TASKS TO COMPLETE
- A) List every e-mail function or feature that, according to the passage on the history of e-mail, Lawrence Roberts produced or that was added afterward.
- B) Translate into Spanish this sentence from the passage on the history of e-mail: "Soon, three-quarters of all traffic on the ARPANET was e-mail."
- C) Extend the passage on the history of e-mail, beginning after its final sentence.

DOCUMENT PASSAGE
Ray Tomlinson, a computer scientist working at an engineering firm in Cambridge, Massachusettes, wrote a programme in 1972, that would enable message to travel from one computer to another as e-mail. He hardly imagined that the programme would take off on an unexpected and unprecedented trajectory to fame worldwide.
When computers were connected, the system required an address to e-mail. That is what Tomlinson did: he picked up @ symbol to separate the name of the user from the name of the machine the user is on. By 1974, there were hundreds of military users of the ARPANET sending e-mails. Soon, three-quarters of all traffic on the ARPANET was e-mail. The contents included gossip and anti-Nixon appeals.
Lawrence Roberts of the ARPANET produced a filing system and a delete function as his boss complained of too many e-mails. The answer facility and the cc and bcc features were added. With the advent of the Web, Internet-based e-mail became routine. Today, 600 million people use e-mail. One can even say that e-mail took us from the ARPANET to the Internet. With the emergence of the Web, e-mail was made available in friendly interfaces such as Yahoo! and Hotmail.
Like all information sent over the Internet, e-mail is sent as a stream of packets using the internet’s TCP/IP. Each packet has an Internet address, actually a series of numbers (for e.g., 18.104.22.168), which is sent to a Simple Mail Transfer protocol server on different routes. When all the packets are received, they are reassembled and sent to the recipients through a mail server called Post Office Protocol 3 server.
The innovation of e-mail is, however, attributed to Shiva Ayyadurai in New Jersey by some observers. The claim was endorsed by Prof. Noam Chomsky of MIT.

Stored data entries
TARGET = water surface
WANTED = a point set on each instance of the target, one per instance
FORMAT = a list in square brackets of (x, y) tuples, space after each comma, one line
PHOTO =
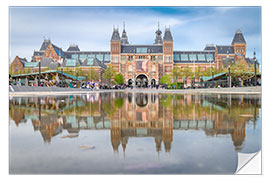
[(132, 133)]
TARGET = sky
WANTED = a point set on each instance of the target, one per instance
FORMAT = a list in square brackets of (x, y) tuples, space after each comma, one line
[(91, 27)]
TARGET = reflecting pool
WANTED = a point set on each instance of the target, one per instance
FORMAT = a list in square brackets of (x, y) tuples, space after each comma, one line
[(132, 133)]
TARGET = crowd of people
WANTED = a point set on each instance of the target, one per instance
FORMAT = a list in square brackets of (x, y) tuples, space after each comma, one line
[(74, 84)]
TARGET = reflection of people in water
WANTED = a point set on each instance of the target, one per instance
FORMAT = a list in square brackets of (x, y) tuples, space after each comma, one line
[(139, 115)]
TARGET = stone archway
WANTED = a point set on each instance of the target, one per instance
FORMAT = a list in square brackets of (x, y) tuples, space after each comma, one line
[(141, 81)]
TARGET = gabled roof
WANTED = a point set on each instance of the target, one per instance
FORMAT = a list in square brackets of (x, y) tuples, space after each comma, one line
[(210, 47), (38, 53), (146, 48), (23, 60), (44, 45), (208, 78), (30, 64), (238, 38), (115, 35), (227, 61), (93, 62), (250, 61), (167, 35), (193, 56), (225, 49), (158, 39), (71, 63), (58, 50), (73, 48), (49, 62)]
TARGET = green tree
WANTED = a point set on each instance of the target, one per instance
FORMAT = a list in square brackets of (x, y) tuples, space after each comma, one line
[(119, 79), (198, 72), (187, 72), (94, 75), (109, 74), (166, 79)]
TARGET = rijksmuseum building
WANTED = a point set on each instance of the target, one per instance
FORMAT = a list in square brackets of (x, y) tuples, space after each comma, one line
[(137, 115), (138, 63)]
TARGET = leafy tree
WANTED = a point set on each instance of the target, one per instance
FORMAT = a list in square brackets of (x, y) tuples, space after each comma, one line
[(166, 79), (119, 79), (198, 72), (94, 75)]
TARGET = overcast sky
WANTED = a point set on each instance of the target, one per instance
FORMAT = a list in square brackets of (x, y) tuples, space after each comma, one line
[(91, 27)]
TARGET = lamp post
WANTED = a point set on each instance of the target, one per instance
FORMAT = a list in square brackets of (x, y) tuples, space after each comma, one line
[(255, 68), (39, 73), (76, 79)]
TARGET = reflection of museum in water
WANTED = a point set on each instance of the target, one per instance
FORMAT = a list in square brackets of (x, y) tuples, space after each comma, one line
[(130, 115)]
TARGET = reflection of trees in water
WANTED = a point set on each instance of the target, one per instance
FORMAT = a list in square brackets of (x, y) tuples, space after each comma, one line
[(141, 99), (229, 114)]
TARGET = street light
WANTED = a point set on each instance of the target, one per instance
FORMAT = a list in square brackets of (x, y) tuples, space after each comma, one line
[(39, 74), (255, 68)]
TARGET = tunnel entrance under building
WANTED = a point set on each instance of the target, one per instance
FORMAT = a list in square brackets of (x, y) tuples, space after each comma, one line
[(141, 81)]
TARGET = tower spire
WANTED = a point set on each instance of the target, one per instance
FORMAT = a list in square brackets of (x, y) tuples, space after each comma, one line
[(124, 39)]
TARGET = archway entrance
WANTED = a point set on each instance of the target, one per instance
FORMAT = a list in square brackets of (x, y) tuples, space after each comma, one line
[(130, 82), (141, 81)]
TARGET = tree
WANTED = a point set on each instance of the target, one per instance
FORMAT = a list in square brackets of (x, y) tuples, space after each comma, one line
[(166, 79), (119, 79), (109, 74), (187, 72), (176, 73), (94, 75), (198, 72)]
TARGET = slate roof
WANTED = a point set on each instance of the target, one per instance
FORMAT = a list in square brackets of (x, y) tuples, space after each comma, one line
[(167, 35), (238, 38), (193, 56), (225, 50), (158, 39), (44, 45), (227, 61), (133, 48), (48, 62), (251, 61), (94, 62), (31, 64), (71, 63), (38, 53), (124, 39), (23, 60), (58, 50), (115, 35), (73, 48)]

ANSWERS FOR THE TASKS
- A)
- Filing system
- Delete function
- Answer facility
- cc feature
- bcc feature

- B) Pronto, tres cuartas partes de todo el tráfico de ARPANET eran correo electrónico.

- C)
It looks incredible but true: the invention of the e-mail is attributed by some scholars to V.A. Shiva Ayyadurai, when he was working at a medical and dentistry university in New Jersey in the 1978. The claim was accepted by Smithsonian. And The Washington post ran a long profile of the inventor describing him as the father of e-mail. Following some objections, the paper put out a correction. But recently Prof. Noam Chomsky, Professor Emeritus at MIT, stated that the he was convinced of Ayyadurai’s claim as ‘the facts are indisputable’. The inventor had once studied with Chomsky.
Prof. Chomsky points out that the term e-mail was never used prior to 1978 and there was no intention by anyone to emulate a full-scale inter-organizational mail system. Ayyadurai, in fact, obtained a copyright registration for his software programme called e-mail in 1982, which was the electronic version of the interoffice, inter-organizational mail system. Sending message alone, it was contended, would not qualify it as e-mail; that way, even the telegraph could be described as a form of e-mail! Ayyadurai said recently that the reiteration of his claim was not made for money or name but to show that big innovations could indeed be done under the right conditions. Still, some observers have not conceded the claim of Ayyadurai.